WHAT TO WORK ON: Pick out each line in the records below that contains the string "horse" and copy those lines in full.

[Excerpt from a dataset]
#####

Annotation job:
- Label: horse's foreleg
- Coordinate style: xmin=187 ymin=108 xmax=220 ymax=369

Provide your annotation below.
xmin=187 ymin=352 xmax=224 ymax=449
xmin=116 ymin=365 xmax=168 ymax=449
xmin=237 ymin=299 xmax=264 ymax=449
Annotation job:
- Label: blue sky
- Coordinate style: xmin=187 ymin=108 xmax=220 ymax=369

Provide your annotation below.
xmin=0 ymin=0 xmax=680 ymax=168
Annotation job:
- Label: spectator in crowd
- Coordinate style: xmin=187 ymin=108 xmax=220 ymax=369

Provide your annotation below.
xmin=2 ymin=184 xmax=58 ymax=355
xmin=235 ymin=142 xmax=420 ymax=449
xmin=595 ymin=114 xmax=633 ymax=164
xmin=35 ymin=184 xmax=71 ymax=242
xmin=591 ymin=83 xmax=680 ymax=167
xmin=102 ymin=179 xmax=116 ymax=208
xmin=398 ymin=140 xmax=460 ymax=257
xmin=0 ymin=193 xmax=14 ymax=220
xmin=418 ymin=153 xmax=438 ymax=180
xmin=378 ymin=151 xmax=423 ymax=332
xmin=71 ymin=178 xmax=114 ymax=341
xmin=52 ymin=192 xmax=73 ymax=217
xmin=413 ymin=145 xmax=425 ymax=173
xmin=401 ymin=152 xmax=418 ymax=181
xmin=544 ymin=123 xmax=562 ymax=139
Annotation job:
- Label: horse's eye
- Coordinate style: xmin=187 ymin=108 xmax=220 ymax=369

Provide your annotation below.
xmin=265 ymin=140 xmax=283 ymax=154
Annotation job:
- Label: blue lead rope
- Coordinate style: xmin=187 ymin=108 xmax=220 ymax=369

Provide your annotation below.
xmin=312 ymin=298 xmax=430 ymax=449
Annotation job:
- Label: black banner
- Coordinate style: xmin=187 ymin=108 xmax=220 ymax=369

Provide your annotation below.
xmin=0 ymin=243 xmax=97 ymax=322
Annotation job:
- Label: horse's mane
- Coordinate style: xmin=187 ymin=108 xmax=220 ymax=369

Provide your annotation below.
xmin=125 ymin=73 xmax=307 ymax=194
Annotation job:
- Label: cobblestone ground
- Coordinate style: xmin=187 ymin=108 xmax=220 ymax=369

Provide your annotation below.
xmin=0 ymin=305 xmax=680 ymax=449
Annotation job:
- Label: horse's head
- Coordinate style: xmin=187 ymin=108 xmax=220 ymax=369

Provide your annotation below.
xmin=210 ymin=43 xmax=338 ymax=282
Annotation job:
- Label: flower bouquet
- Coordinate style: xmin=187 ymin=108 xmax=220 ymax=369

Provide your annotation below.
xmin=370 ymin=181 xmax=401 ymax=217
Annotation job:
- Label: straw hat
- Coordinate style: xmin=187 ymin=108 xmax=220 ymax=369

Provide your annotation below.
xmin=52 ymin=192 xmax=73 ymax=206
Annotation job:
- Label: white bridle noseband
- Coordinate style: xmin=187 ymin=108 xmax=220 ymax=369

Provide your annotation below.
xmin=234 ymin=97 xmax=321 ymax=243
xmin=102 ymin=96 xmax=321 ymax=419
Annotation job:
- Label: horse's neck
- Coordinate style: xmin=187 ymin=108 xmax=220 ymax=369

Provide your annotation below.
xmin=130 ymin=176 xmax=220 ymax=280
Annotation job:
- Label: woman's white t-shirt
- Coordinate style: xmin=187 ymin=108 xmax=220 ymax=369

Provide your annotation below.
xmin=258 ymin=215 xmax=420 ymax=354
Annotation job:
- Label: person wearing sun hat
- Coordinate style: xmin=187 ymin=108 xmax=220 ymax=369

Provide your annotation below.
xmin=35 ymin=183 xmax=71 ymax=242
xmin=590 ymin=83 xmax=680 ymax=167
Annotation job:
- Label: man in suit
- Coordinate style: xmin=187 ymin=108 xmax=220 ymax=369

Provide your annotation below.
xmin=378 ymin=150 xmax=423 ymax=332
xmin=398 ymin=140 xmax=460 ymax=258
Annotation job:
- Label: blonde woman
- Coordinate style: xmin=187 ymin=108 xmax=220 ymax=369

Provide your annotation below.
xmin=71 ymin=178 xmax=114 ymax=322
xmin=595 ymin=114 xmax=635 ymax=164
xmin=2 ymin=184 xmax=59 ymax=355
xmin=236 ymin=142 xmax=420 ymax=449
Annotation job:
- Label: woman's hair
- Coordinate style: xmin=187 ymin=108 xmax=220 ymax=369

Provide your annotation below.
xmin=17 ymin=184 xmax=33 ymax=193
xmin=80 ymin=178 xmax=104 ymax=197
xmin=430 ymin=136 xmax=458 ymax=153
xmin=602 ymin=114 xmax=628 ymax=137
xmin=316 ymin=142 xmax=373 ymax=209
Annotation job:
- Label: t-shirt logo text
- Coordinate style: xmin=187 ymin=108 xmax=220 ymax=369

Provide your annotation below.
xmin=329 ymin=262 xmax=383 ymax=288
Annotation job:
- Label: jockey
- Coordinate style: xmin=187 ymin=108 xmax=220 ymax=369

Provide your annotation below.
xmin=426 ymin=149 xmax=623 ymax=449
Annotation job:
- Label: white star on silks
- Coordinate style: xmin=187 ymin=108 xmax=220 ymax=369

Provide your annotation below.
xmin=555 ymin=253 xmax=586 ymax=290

#####

FINISHED EXERCISE:
- Label: horse's foreleg
- Label: horse's eye
- Label: horse's mane
- Label: horse's head
- Label: horse's neck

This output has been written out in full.